* [Deine Aufgabe]:
Schreib die Einträge von der Zeile mit "point: aussie logo" bis zum Ende der Einträge einschließlich noch einmal ab und ersetze dabei "sponsor patch" durch "sponsor badge". Alles andere bleibt, wie es ist.
----
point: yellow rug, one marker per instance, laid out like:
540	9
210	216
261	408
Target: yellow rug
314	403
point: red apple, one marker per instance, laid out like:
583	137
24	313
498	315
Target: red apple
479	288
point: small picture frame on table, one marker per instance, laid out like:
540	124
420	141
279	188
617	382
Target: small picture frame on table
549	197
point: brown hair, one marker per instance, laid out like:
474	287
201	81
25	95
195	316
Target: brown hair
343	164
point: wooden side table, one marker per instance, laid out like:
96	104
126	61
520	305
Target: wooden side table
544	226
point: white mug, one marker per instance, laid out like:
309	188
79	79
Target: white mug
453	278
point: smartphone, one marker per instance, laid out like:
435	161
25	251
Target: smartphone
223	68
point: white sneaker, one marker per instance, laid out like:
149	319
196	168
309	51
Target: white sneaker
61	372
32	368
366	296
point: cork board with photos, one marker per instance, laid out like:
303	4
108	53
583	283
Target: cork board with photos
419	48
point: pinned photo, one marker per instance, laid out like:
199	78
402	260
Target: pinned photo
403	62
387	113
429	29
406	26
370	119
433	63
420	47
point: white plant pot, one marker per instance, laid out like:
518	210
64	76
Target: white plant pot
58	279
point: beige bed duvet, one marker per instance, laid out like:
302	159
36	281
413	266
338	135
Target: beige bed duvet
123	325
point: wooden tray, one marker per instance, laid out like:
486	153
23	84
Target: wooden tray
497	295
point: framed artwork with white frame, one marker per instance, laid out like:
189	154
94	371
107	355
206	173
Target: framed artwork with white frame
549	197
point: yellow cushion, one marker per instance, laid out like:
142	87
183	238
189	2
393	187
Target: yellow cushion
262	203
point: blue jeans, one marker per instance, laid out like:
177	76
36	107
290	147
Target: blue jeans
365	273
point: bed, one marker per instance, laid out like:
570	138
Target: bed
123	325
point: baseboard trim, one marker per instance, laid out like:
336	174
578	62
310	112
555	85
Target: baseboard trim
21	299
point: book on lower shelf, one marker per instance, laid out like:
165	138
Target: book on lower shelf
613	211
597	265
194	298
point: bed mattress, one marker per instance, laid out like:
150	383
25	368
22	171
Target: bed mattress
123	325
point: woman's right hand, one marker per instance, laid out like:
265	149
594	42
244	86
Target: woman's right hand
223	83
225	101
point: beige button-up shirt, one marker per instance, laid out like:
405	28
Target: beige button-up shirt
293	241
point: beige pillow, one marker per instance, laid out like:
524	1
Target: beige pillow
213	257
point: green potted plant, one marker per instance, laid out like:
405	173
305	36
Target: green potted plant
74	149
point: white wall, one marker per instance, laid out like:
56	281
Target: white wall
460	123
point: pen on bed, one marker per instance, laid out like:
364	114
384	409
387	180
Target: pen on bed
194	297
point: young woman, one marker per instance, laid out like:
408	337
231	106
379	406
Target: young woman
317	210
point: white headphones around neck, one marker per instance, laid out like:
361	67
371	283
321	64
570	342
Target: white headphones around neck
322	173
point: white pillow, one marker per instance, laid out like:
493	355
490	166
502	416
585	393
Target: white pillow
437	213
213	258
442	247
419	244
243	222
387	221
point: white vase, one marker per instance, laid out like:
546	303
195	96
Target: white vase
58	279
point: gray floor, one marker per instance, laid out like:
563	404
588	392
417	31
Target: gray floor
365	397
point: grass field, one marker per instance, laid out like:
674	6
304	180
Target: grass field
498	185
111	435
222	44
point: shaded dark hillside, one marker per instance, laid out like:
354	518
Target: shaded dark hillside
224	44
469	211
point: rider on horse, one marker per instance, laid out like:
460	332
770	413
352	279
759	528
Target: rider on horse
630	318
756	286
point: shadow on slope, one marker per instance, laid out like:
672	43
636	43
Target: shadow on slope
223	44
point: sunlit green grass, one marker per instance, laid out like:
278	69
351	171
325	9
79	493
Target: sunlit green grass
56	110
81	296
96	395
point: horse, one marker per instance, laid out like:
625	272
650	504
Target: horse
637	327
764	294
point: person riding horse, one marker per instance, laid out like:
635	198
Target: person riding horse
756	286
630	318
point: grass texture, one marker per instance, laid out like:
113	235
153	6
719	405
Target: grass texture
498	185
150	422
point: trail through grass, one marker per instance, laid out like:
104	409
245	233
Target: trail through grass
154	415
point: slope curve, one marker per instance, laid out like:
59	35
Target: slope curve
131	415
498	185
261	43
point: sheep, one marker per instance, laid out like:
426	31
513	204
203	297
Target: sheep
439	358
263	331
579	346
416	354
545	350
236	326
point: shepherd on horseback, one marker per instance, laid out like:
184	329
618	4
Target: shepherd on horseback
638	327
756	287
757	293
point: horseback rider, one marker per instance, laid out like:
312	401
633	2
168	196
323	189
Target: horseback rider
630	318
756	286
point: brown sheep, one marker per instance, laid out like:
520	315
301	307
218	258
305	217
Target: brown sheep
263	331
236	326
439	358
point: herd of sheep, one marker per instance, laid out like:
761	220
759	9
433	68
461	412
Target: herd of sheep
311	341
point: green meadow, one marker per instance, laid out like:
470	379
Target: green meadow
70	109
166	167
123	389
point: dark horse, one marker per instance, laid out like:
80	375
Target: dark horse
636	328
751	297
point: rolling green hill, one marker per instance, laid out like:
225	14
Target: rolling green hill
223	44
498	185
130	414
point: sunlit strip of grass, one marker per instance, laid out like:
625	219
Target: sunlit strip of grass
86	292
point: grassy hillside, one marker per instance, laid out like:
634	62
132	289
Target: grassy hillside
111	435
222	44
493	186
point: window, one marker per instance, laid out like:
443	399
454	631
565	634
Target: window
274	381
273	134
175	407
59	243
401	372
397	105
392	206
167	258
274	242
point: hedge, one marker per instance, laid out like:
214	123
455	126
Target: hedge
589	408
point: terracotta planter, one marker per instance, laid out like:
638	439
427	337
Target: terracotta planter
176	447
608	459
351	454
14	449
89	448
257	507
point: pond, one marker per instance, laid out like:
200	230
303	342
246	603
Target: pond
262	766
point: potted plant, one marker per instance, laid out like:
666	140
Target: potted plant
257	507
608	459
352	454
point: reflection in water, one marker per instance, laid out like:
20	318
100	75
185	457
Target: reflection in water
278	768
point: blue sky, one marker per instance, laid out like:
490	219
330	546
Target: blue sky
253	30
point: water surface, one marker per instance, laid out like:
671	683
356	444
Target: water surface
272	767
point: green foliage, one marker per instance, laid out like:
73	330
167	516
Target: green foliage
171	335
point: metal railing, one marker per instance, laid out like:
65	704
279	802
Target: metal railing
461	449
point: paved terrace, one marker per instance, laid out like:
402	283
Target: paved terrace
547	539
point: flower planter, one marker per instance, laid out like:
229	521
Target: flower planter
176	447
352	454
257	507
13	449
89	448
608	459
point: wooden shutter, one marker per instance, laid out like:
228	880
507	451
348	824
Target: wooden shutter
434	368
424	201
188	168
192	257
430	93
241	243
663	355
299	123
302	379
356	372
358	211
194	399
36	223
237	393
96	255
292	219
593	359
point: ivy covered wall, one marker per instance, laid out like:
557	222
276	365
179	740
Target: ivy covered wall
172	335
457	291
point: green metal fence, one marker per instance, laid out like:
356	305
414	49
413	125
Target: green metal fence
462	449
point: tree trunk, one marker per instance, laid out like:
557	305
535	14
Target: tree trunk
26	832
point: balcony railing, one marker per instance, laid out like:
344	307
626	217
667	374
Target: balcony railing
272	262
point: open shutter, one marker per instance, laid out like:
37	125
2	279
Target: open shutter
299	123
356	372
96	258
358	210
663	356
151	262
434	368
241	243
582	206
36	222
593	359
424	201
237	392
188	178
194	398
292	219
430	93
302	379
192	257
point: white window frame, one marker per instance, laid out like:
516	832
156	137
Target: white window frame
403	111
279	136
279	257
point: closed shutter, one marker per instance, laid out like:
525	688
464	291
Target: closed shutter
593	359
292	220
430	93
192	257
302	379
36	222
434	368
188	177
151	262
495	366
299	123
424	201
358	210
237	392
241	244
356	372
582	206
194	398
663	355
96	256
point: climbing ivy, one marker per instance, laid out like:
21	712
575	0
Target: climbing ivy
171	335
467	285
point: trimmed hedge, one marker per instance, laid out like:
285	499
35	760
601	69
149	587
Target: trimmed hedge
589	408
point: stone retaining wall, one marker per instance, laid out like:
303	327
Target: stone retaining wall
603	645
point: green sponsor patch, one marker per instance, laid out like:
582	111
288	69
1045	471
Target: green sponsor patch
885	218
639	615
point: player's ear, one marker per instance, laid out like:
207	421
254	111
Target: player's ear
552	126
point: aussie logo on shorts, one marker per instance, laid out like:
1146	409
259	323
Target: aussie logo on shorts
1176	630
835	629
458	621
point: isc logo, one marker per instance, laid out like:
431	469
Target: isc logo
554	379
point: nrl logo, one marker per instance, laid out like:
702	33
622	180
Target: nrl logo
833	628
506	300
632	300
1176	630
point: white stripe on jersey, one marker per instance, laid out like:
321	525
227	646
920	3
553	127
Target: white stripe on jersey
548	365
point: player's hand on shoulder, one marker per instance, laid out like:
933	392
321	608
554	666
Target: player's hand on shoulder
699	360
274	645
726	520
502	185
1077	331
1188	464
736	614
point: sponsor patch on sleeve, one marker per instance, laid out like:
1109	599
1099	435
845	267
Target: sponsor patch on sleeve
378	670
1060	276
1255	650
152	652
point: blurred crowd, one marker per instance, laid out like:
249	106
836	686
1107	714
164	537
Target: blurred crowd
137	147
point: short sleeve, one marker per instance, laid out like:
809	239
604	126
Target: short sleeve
----
* [Das Ergebnis]:
point: aussie logo on shorts, one marker per instance, laid out like:
1146	409
259	323
Target: aussie logo on shorts
1176	630
835	629
458	621
point: isc logo, one marker per instance, laid out like:
431	469
Target: isc logo
554	379
point: nrl logo, one marker per instance, laid out like:
702	33
622	180
Target: nrl logo
833	628
506	300
632	300
1176	630
point: white stripe on jersey, one marker per instance, laid out like:
321	525
227	646
920	3
553	127
Target: white stripe on jersey
548	365
point: player's hand on shoulder, one marker per instance, laid out like:
933	392
321	608
554	666
Target: player's hand on shoulder
699	360
274	645
726	520
502	185
1077	331
1188	464
736	614
point: sponsor badge on sleeve, one marker per instance, laid out like:
1109	599
1099	435
845	267
Target: sponsor badge on sleeve
378	670
1060	276
1255	650
152	652
point: blurred crowd, one marker per instance, laid out like:
249	106
836	686
1107	714
164	537
Target: blurred crowd
137	147
point: short sleeve, one marker per instance, laid out like:
809	239
604	126
Target: short sleeve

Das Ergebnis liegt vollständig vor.